Excerpt provided |
The facts that govern every program, in one place:

1. **Execution**: statements run top to bottom; the file is the program.
   Source is compiled to bytecode and run on a stack VM; hot code is
   JIT-compiled on x86-64. None of this changes semantics.
2. **Application**: `of` is function application and binds tighter than
   arithmetic: `f of x + 1` is `(f of x) + 1`.
3. **Argument spreading**: a *literal* list argument with 2+ elements
   spreads into parameters; a 1-element literal list does **not**; a
   list passed via a variable never spreads.
4. **Scope**: `is` updates the nearest enclosing binding or creates a
   local; `local` forces the current scope. Functions see and may
   mutate their defining environment (closure capture by reference).

Data listing |

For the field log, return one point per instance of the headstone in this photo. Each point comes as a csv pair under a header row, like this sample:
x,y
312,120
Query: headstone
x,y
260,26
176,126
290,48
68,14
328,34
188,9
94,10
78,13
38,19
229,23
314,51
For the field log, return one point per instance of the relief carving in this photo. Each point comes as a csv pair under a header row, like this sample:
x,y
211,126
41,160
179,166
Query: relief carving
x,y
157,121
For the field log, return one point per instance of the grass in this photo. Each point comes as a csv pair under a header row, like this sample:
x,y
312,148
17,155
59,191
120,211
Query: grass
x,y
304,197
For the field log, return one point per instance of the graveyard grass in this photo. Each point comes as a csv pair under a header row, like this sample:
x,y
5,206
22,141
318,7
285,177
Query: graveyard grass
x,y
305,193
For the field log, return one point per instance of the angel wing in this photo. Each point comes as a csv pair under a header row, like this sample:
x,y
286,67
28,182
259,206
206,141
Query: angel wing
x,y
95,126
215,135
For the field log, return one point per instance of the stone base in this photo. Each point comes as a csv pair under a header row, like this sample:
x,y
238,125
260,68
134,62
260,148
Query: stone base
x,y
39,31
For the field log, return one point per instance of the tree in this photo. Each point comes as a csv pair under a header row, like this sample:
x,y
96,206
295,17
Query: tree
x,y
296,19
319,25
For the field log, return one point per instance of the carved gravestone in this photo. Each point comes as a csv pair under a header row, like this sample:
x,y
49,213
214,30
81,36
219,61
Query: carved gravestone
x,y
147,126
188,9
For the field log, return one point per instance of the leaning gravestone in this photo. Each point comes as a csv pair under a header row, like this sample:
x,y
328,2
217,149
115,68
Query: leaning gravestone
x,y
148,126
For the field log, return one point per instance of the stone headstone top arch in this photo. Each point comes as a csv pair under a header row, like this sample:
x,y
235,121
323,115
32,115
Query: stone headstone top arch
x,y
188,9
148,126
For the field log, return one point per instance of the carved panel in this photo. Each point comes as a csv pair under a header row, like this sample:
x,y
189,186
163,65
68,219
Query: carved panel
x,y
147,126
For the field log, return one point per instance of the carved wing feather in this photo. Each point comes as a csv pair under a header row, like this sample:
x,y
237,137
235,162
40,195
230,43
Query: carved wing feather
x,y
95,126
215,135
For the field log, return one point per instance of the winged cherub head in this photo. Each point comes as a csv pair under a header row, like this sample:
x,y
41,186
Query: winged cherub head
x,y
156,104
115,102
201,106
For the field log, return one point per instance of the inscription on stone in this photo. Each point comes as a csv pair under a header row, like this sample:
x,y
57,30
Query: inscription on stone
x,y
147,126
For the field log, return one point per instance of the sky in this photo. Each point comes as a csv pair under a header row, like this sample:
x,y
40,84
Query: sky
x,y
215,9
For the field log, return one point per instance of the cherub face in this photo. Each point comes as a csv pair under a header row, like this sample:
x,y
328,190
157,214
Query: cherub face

List of tasks |
**a.** In the language rules excerpt above, on which architecture is hot code JIT-compiled?
**b.** Using the language rules excerpt above, explain why `f of x + 1` is read as `(f of x) + 1`.
**c.** Carry on the list of language rules above, starting after its final item on scope.

Answers by task |
**a.** Hot code is JIT-compiled on x86-64.

**b.** `of` is function application and binds tighter than arithmetic. So `f of x` is applied first, and `+ 1` is then added to its result.

**c.**
5. **Values**: numbers are 64-bit floats; strings immutable; lists,
   dicts, and buffers mutable and passed by reference; `==` is
   structural.
6. **Truthiness**: `0`, `null`, `""`, `[]`, `{}` are falsy; everything
   else is truthy. Comparisons yield `1`/`0`.
7. **Errors**: runtime errors unwind to the nearest `try`; uncaught
   they halt the program with exit code 1. Division by zero is a
   warning that yields `0` and continues.
8. **Observation**: every assignment outside `unobserved` updates the
   observer; predicates and interrogatives read it. Temporal queries
   additionally record history.